--- Dataset records Enclosed Below ---

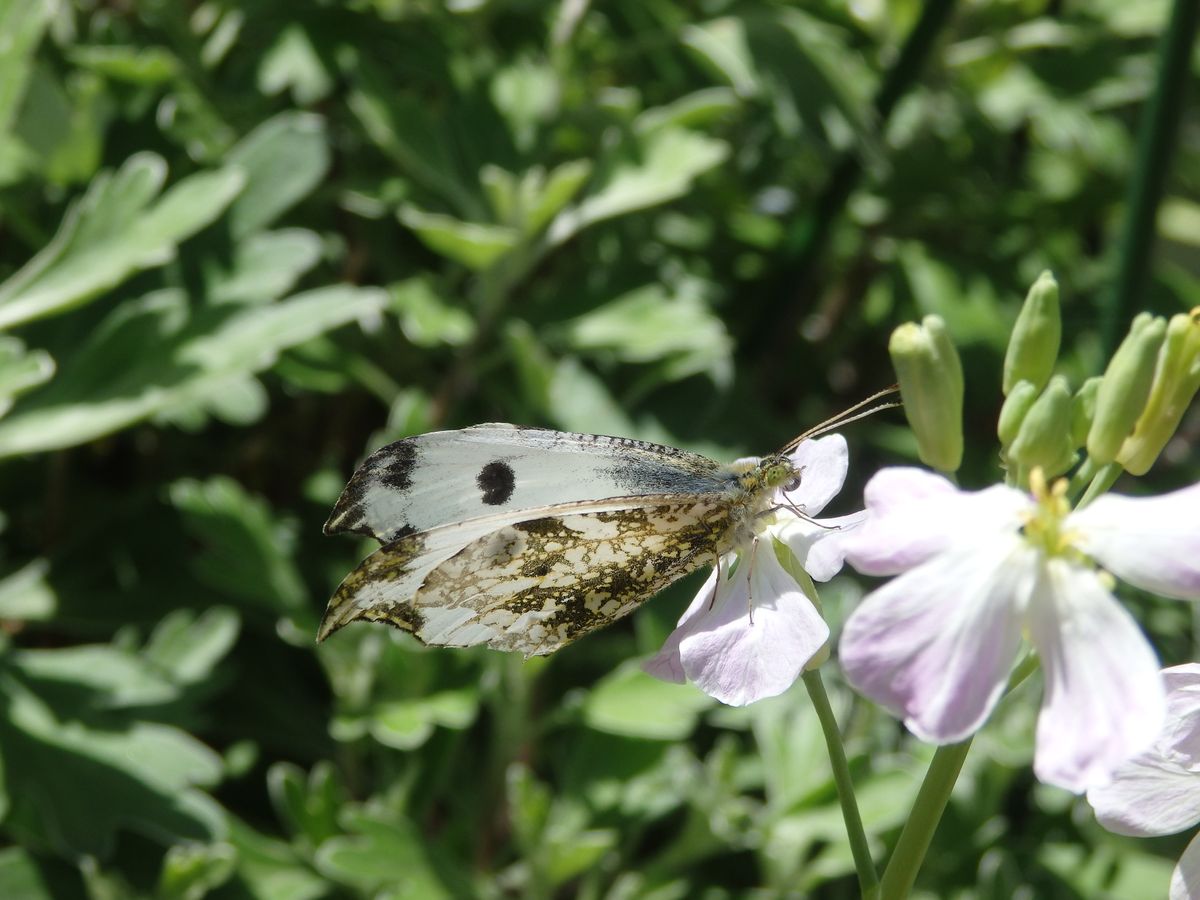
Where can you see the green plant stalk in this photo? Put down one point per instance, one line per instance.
(868, 879)
(927, 813)
(931, 798)
(1156, 138)
(815, 232)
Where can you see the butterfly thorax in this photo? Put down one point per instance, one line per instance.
(757, 480)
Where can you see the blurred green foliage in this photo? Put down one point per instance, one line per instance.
(244, 244)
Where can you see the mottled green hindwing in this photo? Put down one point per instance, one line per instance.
(538, 585)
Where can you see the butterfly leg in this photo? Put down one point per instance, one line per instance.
(715, 583)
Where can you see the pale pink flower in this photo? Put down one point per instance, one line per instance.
(977, 571)
(751, 635)
(1158, 791)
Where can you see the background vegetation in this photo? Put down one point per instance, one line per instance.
(244, 244)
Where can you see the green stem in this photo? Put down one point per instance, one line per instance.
(1156, 139)
(1083, 477)
(868, 879)
(1104, 479)
(809, 243)
(930, 804)
(927, 813)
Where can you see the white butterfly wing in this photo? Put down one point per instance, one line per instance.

--- End of Enclosed Dataset records ---

== The task ==
Set down, exactly as they appear, the line holding "Where can you see the background" and every line after it until the records end.

== Task response ==
Where can you see the background vegetation in this photo? Put down one point per instance, one line per instance.
(244, 244)
Where can you see the green stem in this photo? Put down one point per instance, one line per instance.
(1156, 139)
(1083, 477)
(868, 879)
(1104, 479)
(809, 243)
(930, 804)
(927, 813)
Where can you see the white butterfly wing in this photo? Put down one point per instance, one line per instance.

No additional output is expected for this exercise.